» **Exercises**
1 > From the atopic dermatitis drug article, answer these:
(a) How many patients with moderate and severe atopic dermatitis received the antibody?
(b) How many people make up the sample in the phase IIB trials?
(c) Where do skin lesions appear first in infants?
2 > Copy the stretch of the atopic dermatitis drug article from "Co-author Dr. Danuta" through "quality of life." word for word.

» **Study text**
-------

31.10.2019 change 31.10.2019

First Clinical Tests of New Drug for Atopic Dermatitis Prove Successful

Photo: Fotolia Photo: Fotolia

The preliminary results of clinical tests of a new drug for atopic dermatitis (AD) are promising, say doctors.

Writing in the Science Translational Medicine publication (https://stm.sciencemag.org/content/11/515/eaax2945), researchers noted that after being injected with the antibody the skin condition of all 12 patients with moderate and severe atopic dermatitis improved greatly and in 10 of them after just 29 days. 

Co-author Dr. Danuta Gutowska-Owsiak from the Inter-university Faculty of Biotechnology of the University of Gdańsk and the Medical University of Gdańsk said: "We tested etokimab, a new monoclonal antibody that targets interleukin 33 (IL-33), a protein suspected of being strongly involved in the allergic process.” 

"It turns out that even a single administration of a dose of the drug to patients greatly improved their clinical parameters, skin condition and quality of life. 

“In some patients, the improvement was still visible 20 weeks after dosing.”

She added that the results of the first clinical trials show that the drug is safe and works.

Lead investigator Prof. Graham Ogg from Oxford said that the drug is now being tested on a double-blind randomised sample of people with AD and the researchers are waiting for the results. 

The trials have now entered phase IIB and are being conducted in clinical centres around the world on a sample of 300 people.

Atopic dermatitis is the most common chronic dermatological disease in children. It is estimated that 10-30 percent children and 2-10 percent adults in Europe have symptoms of AD. The disease develops due to atopy, i.e. an abnormal, excessive reaction of the body to contact with an allergen. The skin of patients with atopic dermatitis is excessively dry and itchy. Patients also damage it by scratching. Because of this, pathogens and allergens that intensify the symptoms of the disease can get into the body even more intensively.

In infants, skin lesions appear on the face first, followed by the neck and torso. In children after the first year of life and in adolescence, the lesions are located mainly in the joint bends - under the knees, in the elbows. In adults, the lesions can be spread.

People with atopic dermatitis are more likely to be allergic to pollen, dust mites or food allergens. 

Dr. Gutowska-Owsiak said: "This causes the allergic march - it all starts in the skin and then affects other systems, for example asthma, food allergy or hay fever develops.”

She added that the problem of this disease is not only the high cost of treatment and elimination diets, but also the sense of powerlessness in the fight against the disease.

AD is usually treated with barrier ointments and creams, and when the symptoms get worse, steroids are used. Oral medications are used relatively rarely because of the risk of side effects. Now there is hope for a new type of therapy.

"In our research, we show how this new drug can work and what mechanisms can make it effective," the immunologist said.

Dr. Gutowska-Owsiak moved to Gdańsk from Oxford two years ago. Thanks to return funding (a Polonez Fellowship from the National Science Centre) and a grant to establish a new research group (First TEAM from the Foundation for Polish Science), she began conducting her own immunological research in Gdańsk.

-------

» **Data extracts**

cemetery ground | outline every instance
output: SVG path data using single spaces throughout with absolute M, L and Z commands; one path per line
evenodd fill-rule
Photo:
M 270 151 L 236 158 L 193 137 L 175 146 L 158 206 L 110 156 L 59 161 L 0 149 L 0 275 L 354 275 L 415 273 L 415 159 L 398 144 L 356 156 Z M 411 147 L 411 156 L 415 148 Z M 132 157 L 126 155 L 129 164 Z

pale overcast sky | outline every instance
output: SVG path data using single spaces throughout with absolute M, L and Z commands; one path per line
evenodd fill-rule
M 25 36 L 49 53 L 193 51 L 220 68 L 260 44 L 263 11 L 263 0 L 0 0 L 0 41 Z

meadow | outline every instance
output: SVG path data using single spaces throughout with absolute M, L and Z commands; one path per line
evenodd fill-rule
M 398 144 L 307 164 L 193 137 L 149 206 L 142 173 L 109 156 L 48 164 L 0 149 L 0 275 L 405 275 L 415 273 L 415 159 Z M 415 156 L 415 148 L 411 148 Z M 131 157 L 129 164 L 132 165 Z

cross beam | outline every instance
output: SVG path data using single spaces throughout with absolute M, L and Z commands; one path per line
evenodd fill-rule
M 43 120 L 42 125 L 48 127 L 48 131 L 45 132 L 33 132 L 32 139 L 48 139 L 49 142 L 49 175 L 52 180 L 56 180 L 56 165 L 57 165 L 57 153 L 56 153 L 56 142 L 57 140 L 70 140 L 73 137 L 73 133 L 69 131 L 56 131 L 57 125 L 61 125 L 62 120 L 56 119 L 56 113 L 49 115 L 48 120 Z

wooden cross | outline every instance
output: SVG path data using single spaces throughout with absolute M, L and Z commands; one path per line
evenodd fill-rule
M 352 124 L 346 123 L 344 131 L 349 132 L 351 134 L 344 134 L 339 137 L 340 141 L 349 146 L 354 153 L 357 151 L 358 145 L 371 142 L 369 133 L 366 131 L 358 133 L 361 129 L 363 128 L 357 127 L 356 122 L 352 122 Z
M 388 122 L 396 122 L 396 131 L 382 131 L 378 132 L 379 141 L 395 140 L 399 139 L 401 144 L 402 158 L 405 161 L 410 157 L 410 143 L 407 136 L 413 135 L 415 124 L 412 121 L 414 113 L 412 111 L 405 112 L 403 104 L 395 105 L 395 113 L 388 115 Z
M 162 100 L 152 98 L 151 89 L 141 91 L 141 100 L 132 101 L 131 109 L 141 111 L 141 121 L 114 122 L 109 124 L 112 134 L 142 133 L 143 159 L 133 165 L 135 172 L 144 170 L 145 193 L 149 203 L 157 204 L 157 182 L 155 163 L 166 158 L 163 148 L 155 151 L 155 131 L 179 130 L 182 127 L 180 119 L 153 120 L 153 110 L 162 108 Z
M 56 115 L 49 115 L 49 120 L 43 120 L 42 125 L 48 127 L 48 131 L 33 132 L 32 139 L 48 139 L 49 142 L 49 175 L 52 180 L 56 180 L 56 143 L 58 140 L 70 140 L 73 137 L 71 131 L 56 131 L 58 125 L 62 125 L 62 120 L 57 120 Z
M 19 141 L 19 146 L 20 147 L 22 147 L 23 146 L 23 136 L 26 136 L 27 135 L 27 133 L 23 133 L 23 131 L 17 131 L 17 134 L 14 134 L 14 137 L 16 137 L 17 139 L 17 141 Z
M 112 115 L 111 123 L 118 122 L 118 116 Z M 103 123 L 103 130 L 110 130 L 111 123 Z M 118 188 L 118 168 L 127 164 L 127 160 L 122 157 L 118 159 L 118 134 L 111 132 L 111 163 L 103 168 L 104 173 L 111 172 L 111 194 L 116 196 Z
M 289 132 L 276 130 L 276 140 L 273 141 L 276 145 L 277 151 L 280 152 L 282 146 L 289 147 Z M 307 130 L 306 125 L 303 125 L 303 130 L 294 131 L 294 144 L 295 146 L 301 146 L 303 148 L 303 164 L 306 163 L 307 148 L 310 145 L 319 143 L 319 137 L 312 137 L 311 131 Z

-------

» **Responses in order**
1 >
(a) 12
(b) 300
(c) On the face

2 >
Co-author Dr. Danuta Gutowska-Owsiak from the Inter-university Faculty of Biotechnology of the University of Gdańsk and the Medical University of Gdańsk said: "We tested etokimab, a new monoclonal antibody that targets interleukin 33 (IL-33), a protein suspected of being strongly involved in the allergic process.” 

"It turns out that even a single administration of a dose of the drug to patients greatly improved their clinical parameters, skin condition and quality of life.